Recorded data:
────

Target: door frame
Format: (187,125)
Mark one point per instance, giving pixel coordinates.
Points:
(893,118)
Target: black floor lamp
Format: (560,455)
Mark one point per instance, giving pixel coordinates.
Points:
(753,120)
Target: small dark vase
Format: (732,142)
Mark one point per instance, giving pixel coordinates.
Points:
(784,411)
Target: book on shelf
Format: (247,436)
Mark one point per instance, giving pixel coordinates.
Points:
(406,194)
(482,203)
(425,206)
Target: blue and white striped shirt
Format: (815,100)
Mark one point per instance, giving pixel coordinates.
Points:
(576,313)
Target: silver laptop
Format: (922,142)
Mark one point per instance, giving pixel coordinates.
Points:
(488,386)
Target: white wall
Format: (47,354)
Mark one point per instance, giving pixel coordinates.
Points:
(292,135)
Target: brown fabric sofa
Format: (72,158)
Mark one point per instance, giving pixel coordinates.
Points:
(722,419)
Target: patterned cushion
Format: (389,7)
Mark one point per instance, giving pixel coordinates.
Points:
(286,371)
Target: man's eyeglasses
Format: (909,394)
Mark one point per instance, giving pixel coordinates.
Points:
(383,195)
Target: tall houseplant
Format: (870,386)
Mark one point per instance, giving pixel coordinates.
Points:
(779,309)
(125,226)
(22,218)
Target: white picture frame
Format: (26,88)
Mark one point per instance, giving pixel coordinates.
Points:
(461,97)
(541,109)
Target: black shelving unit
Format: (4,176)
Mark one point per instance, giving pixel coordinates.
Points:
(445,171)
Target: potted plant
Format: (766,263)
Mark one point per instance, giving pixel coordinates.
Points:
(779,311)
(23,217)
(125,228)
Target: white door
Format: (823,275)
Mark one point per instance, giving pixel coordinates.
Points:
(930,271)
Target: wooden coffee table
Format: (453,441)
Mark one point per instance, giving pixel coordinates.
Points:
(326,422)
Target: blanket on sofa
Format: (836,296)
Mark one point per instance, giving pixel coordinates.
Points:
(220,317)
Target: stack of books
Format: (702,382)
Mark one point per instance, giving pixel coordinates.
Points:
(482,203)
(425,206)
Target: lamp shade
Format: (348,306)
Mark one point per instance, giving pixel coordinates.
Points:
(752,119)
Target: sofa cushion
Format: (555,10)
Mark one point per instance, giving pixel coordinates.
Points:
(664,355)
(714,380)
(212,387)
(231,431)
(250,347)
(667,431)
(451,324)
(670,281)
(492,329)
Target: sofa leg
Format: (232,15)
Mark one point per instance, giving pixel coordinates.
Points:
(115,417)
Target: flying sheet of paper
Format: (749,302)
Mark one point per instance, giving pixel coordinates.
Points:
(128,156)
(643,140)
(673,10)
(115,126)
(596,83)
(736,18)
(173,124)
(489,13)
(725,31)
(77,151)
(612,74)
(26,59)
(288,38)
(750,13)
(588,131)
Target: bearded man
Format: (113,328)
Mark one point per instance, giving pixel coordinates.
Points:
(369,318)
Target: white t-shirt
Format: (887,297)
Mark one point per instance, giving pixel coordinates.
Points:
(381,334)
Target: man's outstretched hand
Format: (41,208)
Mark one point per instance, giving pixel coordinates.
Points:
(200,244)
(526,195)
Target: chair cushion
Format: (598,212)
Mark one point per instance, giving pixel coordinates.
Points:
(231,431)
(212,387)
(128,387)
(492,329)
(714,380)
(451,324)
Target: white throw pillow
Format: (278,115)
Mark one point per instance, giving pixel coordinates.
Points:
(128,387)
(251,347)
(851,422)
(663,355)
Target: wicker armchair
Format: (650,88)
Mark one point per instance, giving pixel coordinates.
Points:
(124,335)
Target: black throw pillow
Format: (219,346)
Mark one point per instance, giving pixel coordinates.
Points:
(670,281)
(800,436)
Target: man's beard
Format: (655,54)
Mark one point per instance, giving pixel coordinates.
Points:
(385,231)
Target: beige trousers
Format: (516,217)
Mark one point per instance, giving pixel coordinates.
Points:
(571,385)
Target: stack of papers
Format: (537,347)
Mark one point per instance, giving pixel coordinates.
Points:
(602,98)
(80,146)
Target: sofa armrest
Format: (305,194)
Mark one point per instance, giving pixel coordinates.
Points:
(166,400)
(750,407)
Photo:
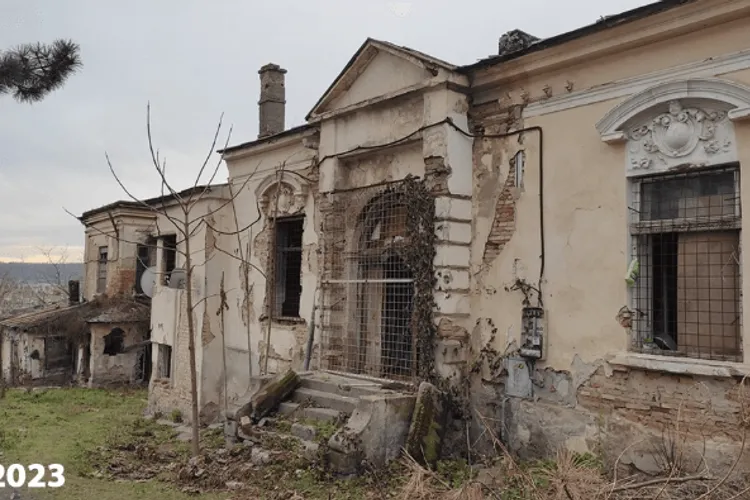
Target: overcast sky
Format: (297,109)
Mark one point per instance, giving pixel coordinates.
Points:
(193,60)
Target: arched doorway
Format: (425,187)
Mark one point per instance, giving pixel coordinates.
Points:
(396,320)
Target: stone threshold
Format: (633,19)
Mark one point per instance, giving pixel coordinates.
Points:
(680,366)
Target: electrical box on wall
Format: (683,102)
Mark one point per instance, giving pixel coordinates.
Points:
(532,333)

────

Problem description: Pictures are to be left out; the records above must be repeated word for word.

Response:
Target: door frame
Format: (187,125)
Mark one point per instance, giving pixel coordinates.
Points:
(893,118)
Target: black floor lamp
Format: (560,455)
Mark one point per instance, giving pixel coordinates.
Points:
(753,120)
Target: small dark vase
Format: (732,142)
Mark one point per instance, giving pixel coordinates.
Points:
(784,411)
Target: book on shelf
Format: (247,436)
Mark one point per instance, giving pixel coordinates.
Points:
(406,194)
(482,203)
(425,206)
Target: blue and white striped shirt
Format: (815,100)
Mark one point per instance, giving pixel coordinates.
Points:
(576,313)
Target: silver laptop
Format: (922,142)
Mark one point per instance, giving pixel coordinates.
Points:
(488,386)
Target: white wall
Format: (47,354)
Mark one point per instance, giving pixel coordinates.
Points:
(292,135)
Target: brown fabric sofa
Format: (72,158)
Mark one point per instance, giving pixel coordinates.
Points:
(722,419)
Target: patterned cushion
Format: (389,7)
Mark one point per instance, giving pixel coordinates.
Points:
(286,371)
Target: man's eyeglasses
Format: (909,394)
Mark one point per instance, giving pixel coordinates.
Points:
(383,195)
Target: tall houseplant
Format: (870,386)
Mark one point per instance, giving pixel coordinates.
Points:
(779,309)
(125,226)
(22,218)
Target: white picture frame
Format: (26,88)
Mark one point per instance, giving pixel coordinates.
Points:
(461,97)
(541,109)
Target: black shelving unit
Format: (4,176)
Mark one point per instance, giving pixel coordinates.
Points:
(445,171)
Target: potted plant
Format: (766,263)
Mark one point per instance, giving pixel coordinates.
Points:
(779,311)
(23,217)
(125,228)
Target: white door
Format: (823,275)
Mark one point per instance, giving pixel coordinates.
Points:
(930,271)
Target: wooden coffee table
Format: (453,441)
Mark one point per instance, giving pixel coordinates.
Points:
(326,422)
Target: blanket on sofa
Format: (836,296)
Mark one point per instance, giving pixel coordinates.
Points:
(220,317)
Target: stack of books
Format: (702,382)
Mark one point per instance, giving pixel coordinates.
Points:
(482,203)
(425,206)
Target: lamp shade
Format: (348,306)
Mark one point per instance, giving pixel coordinates.
Points:
(752,119)
Target: sofa cushion
Format: (555,10)
Mark one point per instance, giving pixel coordinates.
Points:
(664,355)
(714,380)
(212,387)
(231,431)
(250,347)
(667,431)
(451,324)
(670,281)
(492,329)
Target: sofa leg
Format: (232,15)
Mark one point per instance, giving pixel coordinates.
Points:
(115,417)
Target: flying sheet of paper
Format: (749,302)
Mark one point per instance, giving pixel coordinates.
Points:
(128,156)
(643,140)
(673,10)
(115,126)
(596,83)
(736,18)
(173,124)
(489,13)
(725,31)
(77,151)
(612,74)
(26,59)
(288,38)
(750,13)
(588,131)
Target: bearded man
Format: (113,328)
Mark one point per instance, giving pixel coordinates.
Points:
(369,318)
Target: white t-shirt
Format: (887,297)
Mark one point per instance, giving pixel coordinates.
Points:
(381,334)
Target: man's outstretched hand
Format: (41,208)
Mark one point per instance, giving pixel coordinates.
Points:
(200,244)
(526,195)
Target: chair cushion
Format: (598,212)
Mark one point per instance, giving pixel coordinates.
Points:
(231,431)
(212,387)
(128,387)
(492,329)
(714,380)
(451,324)
Target: white throw pillow
Format: (278,115)
Mark one point per instance, giving pixel coordinates.
Points:
(128,387)
(251,347)
(851,422)
(663,355)
Target: wicker armchair
Format: (650,88)
Mark one point per instance, giving pixel coordinates.
Points:
(124,335)
Target: black throw pillow
Format: (219,346)
Mark one point per instance, giving pixel coordinates.
Points:
(670,281)
(800,436)
Target: man's beard
Format: (655,54)
Mark one point per instance, giving pixel coordinates.
Points:
(385,231)
Target: beige trousers
Format: (516,217)
Mark one point per instance, giving pixel coordinates.
Points:
(571,385)
Target: stack of papers
Format: (537,347)
Mark one point per instance, giving pixel coordinates.
Points:
(602,98)
(80,146)
Target: sofa armrest
Format: (305,194)
Mark one point per instance, giving pixel coordinates.
Points:
(166,400)
(750,407)
Photo:
Target: overcast sky
Format: (297,109)
Mark one point per instance, giving pixel coordinates.
Points:
(193,60)
Target: arched doorway
Format: (425,187)
Mark one point per instance, giving pixel coordinates.
Points:
(396,320)
Target: stone threshold
Format: (633,19)
Mark one point per instance, giving pixel coordinates.
Points:
(680,366)
Target: electrical box on wall
Format: (683,102)
Mark one point per instance, giving pixel coordinates.
Points:
(532,333)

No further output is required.